[Task list]:
**A.** In the article on Northwest Indiana public transportation funding, which body did Freeman-Wilson and Dominguez criticize for not doing more to secure funds for regional busing?
**B.** Echo everything in the article on Northwest Indiana public transportation funding from "The two, along" down to "Council on Diversity.".
**C.** Carry on the article on Northwest Indiana public transportation funding, starting after its final sentence.

[Selected excerpt]:
====
Planning agency must do more to find public transportation funds, panelists say
By Michelle L. QUinn Post-Tribune correspondent October 30, 2012 9:36PM
Updated: December 1, 2012 4:42PM
GARY — At least two major players with stakes in Northwest Indiana’s transportation agree that the region’s planning entity has to step up its role in securing funding to stabilize and grow the area’s public transportation.
Gary Mayor Karen Freeman-Wilson and former Lake County Sheriff Roy Dominguez, who now sits on the board of Merrillville-based not-for-profit Everybody Counts Inc., an advocacy group for the disabled, called out the Northern Indiana Regional Planning Commission for not doing more to secure funds for regional busing.
The two, along with Gary Public Transportation Corp. General Manager Daryl Lampkins, 1st District Lake County Commissioner Roosevelt Allen Jr. and Indiana University Northwest student Adarya Kelly, participated Tuesday in the school’s “Shattering the Silence” forum put on by its Council on Diversity.
====
[Data excerpt]:

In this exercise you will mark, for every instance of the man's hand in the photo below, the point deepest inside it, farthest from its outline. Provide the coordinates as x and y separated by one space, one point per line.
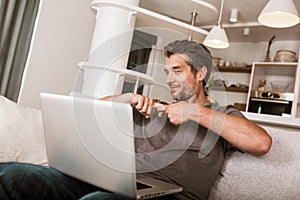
====
[Answers given]:
**A.** The Northern Indiana Regional Planning Commission.

**B.**
The two, along with Gary Public Transportation Corp. General Manager Daryl Lampkins, 1st District Lake County Commissioner Roosevelt Allen Jr. and Indiana University Northwest student Adarya Kelly, participated Tuesday in the school’s “Shattering the Silence” forum put on by its Council on Diversity.

**C.**
The two agreed that because NIRPC has the ability to nab more federal dollars to improve the region’s standard of living, an efficient public transportation system should be among its top priorities.
As well, it should be supportive of and honor the solutions the municipalities come up with.
Freeman-Wilson called the lack of cohesive, encompassing transportation a “social justice issue.”
As an attorney, there were many times that her clients would be late for court in Crown Point, or just not show up at all, because they either couldn’t get a ride or had to be up at 5 a.m. to catch a bus that would still be late.
“I understood what they were going through, but the judges didn’t want to hear it,” the mayor said.
“(Public transportation) certainly needs funding, but there’s also an issue of people in power not understanding how critical it is for others.”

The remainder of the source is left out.